> [Directions for this task]
According to the text on Ravel's Le tombeau de Couperin, why did Ravel dedicate the suite's movements to fallen comrades? Answer in one to three sentences.

> [Document text]
□ □ □
Ravel put the finishing touches on Le tombeau de Couperin in the summer and fall of 1917, shortly after his discharge from the French army. In the Baroque tradition of the tombeau, or musical memorial, he dedicated the piano suite’s six movements to the memory of fallen comrades. Inspired by the forms and procedures of Baroque music, his music anticipates the Neoclassical style that flourished in the 1920s. Although a dance by François Couperin provided the initial impetus for the suite, Ravel wrote that “the tribute is directed not so much to the individual figure of Couperin as to the whole of French music of the 18th century.”

 

A Closer Listen

 

Ravel’s tribute is as much a matter of spirit as of form. The tombeau evokes the clarity and elegance of French Baroque music, especially that of the 18th-century harpsichord composers with an impeccably 20th-century flair. The prevailing E-minor tonality of the opening Prélude and Fugue is spiced with pungent chromatic harmonies. The ensuing pair of dances—a fast, slightly lumpy Forlane and a snappy Rigaudon—play equally fast and loose with their Baroque models. Ravel sounds an elegiac chord in the slow, dreamy Menuet, while the dazzling Toccata culminates in a burst of E-major brilliance.
□ □ □
> [Data shown]
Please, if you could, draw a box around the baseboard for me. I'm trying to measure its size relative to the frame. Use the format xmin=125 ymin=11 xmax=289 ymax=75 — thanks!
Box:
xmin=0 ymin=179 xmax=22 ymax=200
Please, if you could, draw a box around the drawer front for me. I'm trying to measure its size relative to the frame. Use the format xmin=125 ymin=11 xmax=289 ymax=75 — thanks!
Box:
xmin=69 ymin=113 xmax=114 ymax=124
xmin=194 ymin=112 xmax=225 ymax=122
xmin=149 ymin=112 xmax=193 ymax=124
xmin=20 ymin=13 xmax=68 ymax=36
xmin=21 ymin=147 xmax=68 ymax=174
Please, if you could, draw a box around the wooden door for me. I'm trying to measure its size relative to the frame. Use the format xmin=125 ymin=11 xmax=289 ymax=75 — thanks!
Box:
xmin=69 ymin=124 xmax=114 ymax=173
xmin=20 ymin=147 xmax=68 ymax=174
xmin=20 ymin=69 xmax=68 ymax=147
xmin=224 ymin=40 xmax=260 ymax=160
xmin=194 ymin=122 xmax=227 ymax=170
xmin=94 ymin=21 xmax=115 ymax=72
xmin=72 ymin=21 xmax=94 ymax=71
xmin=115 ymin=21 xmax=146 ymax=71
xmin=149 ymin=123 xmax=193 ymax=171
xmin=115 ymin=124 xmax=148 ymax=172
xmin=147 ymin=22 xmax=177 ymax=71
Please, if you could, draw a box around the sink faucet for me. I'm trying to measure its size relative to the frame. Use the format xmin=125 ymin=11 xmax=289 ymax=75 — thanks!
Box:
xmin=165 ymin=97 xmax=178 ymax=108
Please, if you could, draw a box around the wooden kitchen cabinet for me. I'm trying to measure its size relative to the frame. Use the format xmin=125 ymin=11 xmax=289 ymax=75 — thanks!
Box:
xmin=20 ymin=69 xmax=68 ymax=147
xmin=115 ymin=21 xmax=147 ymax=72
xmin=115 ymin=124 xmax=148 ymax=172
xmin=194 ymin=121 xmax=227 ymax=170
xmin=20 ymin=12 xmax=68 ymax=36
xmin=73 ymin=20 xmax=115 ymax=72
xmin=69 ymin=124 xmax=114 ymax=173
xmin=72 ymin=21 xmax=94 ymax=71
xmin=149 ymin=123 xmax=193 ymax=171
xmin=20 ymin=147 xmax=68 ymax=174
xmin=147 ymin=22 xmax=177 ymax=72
□ □ □
> [Final answer]
Ravel was working in the Baroque tradition of the tombeau, a musical memorial. Following that tradition, he dedicated the piano suite's six movements to the memory of fallen comrades.